> _ЗАДАНИЕ 1_: Выпишите в именительном падеже все имена собственные из цитаты, взятой в кавычки-«елочки», во фрагменте о справедливой войне. Порядок — по первому упоминанию.
> _ЗАДАНИЕ 2_: Перепишите отрывок из фрагмента о справедливой войне, начиная со слов "В дальнейшем круг" и заканчивая словами "много тысяч лет.". Вместо "государь" поставьте "правитель".

> _ФРАГМЕНТ ТЕКСТА_:
Соответственно, и оценки феномена войны в истории мысли чрезвычайно разнятся, от утверждения ее естественности[6] до требований о необходимости ее полной и безоговорочной отмены[7].

Хотя абсолютно оправдан скепсис по отношению к таким причудливым феноменам политики конца XX — начала XXI века как «война за мир» или «гуманитарные бомбардировки», важно то, что современный уровень развития человечества впервые за всю историю сумел хотя бы номинально поставить принципы ненасилия в основу межгосударственных отношений.

Однако современное международное право, в том числе военное, возникло далеко не на пустом месте: уже со времен государств древнего мира начинается поиск критериев, отделяющих приемлемые акции вооруженного насилия от неприемлемых. Возможно, первоначально этот поиск нес вполне практическую задачу: царь или военачальник должен был объяснить своим воинам, за что они должны сражаться и рисковать жизнями в наступающем сражении.

В дальнейшем круг подобных вопросов заметно вырос. Может ли народ, оказавшийся перед угрозой голода, захватить кусок земли, принадлежащий другому? Оправдано ли вооруженное вторжение извне для наказания тирана? Может ли государь одной страны помочь своему коллеге-соседу подавить восстание «черни», грозящее погрузить весь регион в хаос и насилие? Может ли, наконец, кто-то взять в руки оружие для защиты от преследований своих единоверцев и как относится к идее о богоугодности такого конфликта? Ответы на эти вопросы занимают человечество уже много тысяч лет.

Ханна Арендт полагает, что традиция оправдывать войны восходит к политическим концепциям Древней Греции[8], однако более убедительной представляется нам мысль о гораздо более древнем ее начале. Торкильд Якобсен вполне справедливо отмечает, что подобные концепции появились еще в цивилизации Шумера, на две тысячи лет ранее. Причем побудительным стимулом к формированию концепта справедливой (а значит, и оправданной) войны стала идея о подчиненности всего сущего единому закону и суду.

Появление попыток обосновать справедливость войны в культуре Древней Месопотамии он относит к началу III тысячелетия и связывает с политической нестабильностью того времени: «Охрану границ Энки поручил богу солнца Уту — богу справедливости… Войну теперь можно было приравнять к принудительному (с применением силы) осуществлению судебного вердикта. Так, Энтемена изображает успешную пограничную войну с Уммой как акцию, предпринятую самим Нингирсу по “справедливому” указанию Энлиля. Первоначально Энлиль разрешил спор между Нгирсу и Уммой, установив между ними истинную границу. Позже правитель Уммы нарушил границу, и потому Энлиль повелел Нингирсу силой обеспечить выполнение его указа»[9].

Соответственно, можно утверждать, что уже больше пяти тысяч лет существует такое понятие, как «справедливая война», т.е. оправданная с позиции закона и морали. Поскольку же источниками последних повсеместно признавались боги, то вполне логично, что высшей санкцией на ведение войны становится божественное постановление. В Древней Месопотамии, например, существовали специальные гадательные методики, призванные узнать волю небес на тот или иной поход царя.

> _ИСХОДНЫЕ ДАННЫЕ_:
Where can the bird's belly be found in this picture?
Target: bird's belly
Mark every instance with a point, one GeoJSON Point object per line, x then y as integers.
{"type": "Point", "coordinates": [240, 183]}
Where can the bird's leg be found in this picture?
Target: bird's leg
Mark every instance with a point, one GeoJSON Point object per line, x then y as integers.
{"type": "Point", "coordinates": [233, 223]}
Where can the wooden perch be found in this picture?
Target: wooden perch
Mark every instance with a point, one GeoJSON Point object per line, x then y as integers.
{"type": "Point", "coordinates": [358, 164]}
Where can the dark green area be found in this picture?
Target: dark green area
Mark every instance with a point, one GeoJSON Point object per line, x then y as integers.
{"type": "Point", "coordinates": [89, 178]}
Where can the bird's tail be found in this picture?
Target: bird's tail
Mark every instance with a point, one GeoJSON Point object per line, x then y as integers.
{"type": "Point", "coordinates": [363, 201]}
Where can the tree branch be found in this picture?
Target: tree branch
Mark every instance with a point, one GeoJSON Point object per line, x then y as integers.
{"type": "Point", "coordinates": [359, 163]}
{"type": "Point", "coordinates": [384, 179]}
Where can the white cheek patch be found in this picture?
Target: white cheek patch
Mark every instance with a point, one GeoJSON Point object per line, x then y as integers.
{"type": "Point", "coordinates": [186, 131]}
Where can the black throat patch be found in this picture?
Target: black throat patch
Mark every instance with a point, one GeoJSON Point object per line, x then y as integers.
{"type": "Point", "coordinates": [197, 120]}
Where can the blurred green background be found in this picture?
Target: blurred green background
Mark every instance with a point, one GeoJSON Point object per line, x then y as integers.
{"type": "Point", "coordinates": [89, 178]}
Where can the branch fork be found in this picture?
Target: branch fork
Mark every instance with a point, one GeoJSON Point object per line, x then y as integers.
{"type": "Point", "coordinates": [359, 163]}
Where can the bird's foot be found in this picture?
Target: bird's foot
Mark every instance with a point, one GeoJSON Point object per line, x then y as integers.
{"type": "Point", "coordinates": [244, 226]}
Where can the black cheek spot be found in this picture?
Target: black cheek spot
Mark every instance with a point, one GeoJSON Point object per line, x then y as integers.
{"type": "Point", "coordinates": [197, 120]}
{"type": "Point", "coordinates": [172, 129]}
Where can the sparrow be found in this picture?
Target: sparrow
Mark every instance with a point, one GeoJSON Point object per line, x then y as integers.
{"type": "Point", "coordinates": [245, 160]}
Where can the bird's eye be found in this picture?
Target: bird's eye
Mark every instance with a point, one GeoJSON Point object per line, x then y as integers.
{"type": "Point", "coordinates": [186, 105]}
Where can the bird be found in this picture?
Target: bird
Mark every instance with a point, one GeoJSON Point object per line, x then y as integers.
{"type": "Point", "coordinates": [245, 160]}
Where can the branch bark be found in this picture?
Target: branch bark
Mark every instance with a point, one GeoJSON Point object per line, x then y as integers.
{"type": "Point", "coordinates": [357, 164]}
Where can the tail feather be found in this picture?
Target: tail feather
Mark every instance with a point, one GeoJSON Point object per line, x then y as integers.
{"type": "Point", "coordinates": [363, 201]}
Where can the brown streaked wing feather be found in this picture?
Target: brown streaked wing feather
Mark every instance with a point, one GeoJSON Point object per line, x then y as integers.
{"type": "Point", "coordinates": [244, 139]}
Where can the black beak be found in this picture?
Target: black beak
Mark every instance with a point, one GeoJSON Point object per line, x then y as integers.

> _ПРАВИЛЬНЫЙ ОТВЕТ 1_: Энки, Уту, Энтемена, Умма, Нингирсу, Энлиль, Нгирсу

> _ПРАВИЛЬНЫЙ ОТВЕТ 2_:
В дальнейшем круг подобных вопросов заметно вырос. Может ли народ, оказавшийся перед угрозой голода, захватить кусок земли, принадлежащий другому? Оправдано ли вооруженное вторжение извне для наказания тирана? Может ли правитель одной страны помочь своему коллеге-соседу подавить восстание «черни», грозящее погрузить весь регион в хаос и насилие? Может ли, наконец, кто-то взять в руки оружие для защиты от преследований своих единоверцев и как относится к идее о богоугодности такого конфликта? Ответы на эти вопросы занимают человечество уже много тысяч лет.